#### [TASK TO COMPLETE]
Would you transcribe the line containing "Category: man's grey shorts" and every line after it, through the end of the records below, exactly and with nothing else?

#### [RAW DATA]
►

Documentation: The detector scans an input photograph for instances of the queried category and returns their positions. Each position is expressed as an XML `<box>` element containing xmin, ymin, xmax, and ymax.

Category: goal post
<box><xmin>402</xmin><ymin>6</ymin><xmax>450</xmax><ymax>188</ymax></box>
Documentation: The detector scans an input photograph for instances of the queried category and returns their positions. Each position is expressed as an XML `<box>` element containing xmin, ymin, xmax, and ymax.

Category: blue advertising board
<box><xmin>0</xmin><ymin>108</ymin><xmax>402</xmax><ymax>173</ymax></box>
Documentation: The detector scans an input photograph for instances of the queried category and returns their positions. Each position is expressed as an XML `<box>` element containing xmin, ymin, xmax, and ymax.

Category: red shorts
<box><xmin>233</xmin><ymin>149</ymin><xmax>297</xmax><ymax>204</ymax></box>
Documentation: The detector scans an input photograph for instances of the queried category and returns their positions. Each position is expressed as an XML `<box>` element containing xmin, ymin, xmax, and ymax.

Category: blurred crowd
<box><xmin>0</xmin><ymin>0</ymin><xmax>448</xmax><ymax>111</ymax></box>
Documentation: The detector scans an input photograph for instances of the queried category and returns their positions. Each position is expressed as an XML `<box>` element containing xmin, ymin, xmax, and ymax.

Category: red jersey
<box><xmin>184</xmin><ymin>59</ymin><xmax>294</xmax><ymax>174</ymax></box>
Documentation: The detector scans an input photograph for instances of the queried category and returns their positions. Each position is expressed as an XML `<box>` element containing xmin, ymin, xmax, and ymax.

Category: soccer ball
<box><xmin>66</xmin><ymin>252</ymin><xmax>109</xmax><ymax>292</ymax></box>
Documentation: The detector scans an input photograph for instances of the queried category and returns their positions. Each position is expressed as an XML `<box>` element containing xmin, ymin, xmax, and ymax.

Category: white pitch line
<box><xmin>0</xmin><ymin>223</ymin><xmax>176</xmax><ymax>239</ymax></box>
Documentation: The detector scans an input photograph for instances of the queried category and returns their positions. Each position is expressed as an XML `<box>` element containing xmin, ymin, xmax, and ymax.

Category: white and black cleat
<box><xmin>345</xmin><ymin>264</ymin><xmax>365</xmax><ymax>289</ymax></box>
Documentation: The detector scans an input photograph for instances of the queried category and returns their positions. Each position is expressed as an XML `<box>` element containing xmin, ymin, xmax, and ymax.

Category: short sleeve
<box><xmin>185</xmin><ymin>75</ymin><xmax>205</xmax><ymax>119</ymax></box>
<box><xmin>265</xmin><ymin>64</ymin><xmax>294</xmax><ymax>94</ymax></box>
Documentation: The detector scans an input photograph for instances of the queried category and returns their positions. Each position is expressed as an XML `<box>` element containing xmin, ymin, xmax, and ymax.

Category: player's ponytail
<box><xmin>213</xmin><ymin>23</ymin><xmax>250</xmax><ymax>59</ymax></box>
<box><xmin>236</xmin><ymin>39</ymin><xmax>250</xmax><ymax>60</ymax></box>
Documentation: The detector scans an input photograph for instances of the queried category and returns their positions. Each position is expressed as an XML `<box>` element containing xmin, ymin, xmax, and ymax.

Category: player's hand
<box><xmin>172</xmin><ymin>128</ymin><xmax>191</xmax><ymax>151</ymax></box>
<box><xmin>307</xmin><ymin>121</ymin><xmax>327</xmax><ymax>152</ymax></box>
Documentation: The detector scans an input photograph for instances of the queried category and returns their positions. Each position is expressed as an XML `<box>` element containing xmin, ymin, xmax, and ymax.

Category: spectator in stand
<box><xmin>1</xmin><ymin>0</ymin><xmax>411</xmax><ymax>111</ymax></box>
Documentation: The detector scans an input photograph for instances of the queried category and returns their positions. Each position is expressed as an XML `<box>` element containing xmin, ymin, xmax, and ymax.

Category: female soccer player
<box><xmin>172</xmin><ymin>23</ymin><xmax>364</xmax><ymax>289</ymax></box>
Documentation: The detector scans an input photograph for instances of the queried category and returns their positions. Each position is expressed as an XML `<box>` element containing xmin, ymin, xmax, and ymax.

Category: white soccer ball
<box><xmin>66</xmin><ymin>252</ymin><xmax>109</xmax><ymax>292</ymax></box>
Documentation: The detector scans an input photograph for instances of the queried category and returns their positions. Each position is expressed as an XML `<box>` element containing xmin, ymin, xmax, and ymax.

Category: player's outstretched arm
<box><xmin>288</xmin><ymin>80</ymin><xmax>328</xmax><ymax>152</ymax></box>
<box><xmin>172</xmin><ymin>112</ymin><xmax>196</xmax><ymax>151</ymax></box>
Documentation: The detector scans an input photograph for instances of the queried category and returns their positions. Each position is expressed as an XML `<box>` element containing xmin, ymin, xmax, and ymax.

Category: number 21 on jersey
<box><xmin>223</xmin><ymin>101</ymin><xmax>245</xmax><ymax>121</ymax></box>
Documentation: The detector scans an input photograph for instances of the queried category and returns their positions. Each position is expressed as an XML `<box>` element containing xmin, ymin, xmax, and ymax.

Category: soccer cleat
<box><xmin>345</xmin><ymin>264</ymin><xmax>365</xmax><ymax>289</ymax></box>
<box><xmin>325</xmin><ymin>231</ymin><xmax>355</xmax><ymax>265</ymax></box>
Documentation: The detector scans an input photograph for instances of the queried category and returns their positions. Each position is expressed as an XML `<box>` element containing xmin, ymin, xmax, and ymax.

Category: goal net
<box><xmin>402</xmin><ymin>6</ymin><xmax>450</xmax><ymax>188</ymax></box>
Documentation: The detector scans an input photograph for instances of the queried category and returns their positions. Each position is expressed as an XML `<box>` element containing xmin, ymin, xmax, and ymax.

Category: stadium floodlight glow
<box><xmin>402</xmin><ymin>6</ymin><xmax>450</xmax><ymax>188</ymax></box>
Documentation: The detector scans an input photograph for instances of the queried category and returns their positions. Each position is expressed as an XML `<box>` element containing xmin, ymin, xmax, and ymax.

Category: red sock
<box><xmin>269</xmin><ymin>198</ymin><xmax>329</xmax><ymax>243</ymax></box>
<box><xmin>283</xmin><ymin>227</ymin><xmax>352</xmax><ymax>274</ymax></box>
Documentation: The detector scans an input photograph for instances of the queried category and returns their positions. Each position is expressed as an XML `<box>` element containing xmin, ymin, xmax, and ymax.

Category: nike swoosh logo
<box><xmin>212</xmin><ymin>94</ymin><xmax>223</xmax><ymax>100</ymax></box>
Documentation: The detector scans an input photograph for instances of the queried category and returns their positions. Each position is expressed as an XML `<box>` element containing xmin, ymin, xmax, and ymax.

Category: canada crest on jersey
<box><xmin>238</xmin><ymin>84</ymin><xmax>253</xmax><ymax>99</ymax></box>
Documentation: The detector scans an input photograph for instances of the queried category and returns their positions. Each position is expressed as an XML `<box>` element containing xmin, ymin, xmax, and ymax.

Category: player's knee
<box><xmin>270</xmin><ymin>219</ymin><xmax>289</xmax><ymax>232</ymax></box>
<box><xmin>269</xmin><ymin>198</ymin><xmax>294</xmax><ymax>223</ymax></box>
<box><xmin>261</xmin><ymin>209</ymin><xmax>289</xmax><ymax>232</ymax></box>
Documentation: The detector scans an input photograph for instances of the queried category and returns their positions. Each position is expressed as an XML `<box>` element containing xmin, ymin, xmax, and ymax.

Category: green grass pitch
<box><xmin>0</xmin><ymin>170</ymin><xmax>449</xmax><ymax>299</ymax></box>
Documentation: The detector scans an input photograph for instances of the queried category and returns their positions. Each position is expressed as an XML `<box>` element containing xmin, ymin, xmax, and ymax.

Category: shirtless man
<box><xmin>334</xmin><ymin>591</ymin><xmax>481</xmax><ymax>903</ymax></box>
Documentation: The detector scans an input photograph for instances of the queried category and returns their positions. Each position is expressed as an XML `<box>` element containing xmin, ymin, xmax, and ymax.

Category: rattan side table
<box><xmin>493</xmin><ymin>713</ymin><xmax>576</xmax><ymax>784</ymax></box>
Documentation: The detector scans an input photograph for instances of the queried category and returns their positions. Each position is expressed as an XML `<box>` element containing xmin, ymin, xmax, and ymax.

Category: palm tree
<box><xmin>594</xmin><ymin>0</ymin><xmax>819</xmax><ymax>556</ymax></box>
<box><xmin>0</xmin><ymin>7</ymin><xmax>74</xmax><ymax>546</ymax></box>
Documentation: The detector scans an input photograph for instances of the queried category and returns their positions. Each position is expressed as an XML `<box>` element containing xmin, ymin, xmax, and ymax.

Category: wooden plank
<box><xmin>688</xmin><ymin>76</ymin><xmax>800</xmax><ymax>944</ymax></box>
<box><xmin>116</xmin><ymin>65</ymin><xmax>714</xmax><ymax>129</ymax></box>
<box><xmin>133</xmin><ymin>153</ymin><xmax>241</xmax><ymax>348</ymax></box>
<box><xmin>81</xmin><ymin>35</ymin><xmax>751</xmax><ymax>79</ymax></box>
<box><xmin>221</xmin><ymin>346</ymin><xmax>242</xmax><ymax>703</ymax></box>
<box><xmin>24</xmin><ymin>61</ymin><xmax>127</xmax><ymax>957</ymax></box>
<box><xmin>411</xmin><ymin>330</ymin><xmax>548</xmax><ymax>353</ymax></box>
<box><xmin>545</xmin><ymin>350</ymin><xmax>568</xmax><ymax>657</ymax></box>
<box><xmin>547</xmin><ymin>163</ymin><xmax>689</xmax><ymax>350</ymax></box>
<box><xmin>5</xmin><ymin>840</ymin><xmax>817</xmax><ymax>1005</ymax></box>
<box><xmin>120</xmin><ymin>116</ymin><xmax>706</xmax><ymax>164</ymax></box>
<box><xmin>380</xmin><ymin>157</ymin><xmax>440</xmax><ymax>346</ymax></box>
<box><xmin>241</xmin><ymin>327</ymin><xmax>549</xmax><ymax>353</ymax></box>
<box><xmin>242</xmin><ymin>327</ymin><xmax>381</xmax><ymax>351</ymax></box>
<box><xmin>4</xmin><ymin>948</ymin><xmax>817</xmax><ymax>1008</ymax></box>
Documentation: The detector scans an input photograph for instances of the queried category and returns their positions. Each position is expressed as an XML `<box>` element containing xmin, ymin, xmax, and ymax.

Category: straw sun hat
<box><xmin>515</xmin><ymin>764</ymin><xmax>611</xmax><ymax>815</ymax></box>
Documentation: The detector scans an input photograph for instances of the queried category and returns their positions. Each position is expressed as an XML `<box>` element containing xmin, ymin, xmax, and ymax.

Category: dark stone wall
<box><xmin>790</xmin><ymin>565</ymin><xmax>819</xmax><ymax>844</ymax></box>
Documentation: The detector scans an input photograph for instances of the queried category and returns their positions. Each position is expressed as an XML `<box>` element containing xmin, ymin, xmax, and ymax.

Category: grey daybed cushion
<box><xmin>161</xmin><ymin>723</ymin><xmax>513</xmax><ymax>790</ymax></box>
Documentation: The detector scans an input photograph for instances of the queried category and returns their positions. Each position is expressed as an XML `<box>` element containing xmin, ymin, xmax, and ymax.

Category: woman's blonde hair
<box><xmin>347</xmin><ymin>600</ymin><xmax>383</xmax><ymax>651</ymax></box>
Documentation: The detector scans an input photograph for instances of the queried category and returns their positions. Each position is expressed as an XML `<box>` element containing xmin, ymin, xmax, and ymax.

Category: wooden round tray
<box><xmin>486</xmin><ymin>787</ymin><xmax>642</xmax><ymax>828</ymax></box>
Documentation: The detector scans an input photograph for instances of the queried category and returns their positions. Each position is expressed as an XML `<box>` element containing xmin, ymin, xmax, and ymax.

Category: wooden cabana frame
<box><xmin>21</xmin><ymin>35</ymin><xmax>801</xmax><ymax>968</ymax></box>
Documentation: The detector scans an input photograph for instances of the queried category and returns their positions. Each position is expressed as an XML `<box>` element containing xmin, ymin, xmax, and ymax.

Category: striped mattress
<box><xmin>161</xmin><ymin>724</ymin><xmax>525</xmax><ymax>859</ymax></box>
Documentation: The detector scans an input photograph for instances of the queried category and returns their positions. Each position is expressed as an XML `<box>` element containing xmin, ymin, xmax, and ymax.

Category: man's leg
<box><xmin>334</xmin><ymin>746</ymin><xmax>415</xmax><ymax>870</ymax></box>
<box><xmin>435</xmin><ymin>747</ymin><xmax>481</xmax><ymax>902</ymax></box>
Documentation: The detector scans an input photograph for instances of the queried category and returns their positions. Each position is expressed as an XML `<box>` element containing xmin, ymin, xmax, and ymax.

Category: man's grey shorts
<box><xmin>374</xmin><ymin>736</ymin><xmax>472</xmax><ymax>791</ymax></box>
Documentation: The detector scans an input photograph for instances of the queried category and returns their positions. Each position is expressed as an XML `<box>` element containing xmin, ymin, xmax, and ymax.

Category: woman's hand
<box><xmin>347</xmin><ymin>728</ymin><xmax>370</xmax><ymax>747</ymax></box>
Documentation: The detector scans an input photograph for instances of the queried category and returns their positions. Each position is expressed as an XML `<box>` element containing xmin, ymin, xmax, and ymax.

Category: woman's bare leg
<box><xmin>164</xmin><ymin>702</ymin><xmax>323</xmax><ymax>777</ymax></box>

◄

#### [WRITTEN SOLUTION]
Category: man's grey shorts
<box><xmin>374</xmin><ymin>736</ymin><xmax>472</xmax><ymax>791</ymax></box>
Documentation: The detector scans an input photograph for instances of the queried category and returns their positions. Each position is expressed as an XML `<box>` element containing xmin, ymin, xmax, and ymax.

Category: woman's hand
<box><xmin>347</xmin><ymin>728</ymin><xmax>370</xmax><ymax>747</ymax></box>
Documentation: The detector scans an input photograph for instances of the queried category and returns their positions. Each position is expressed as an XML `<box>` element containing xmin, ymin, xmax, and ymax.

Category: woman's bare leg
<box><xmin>164</xmin><ymin>702</ymin><xmax>323</xmax><ymax>777</ymax></box>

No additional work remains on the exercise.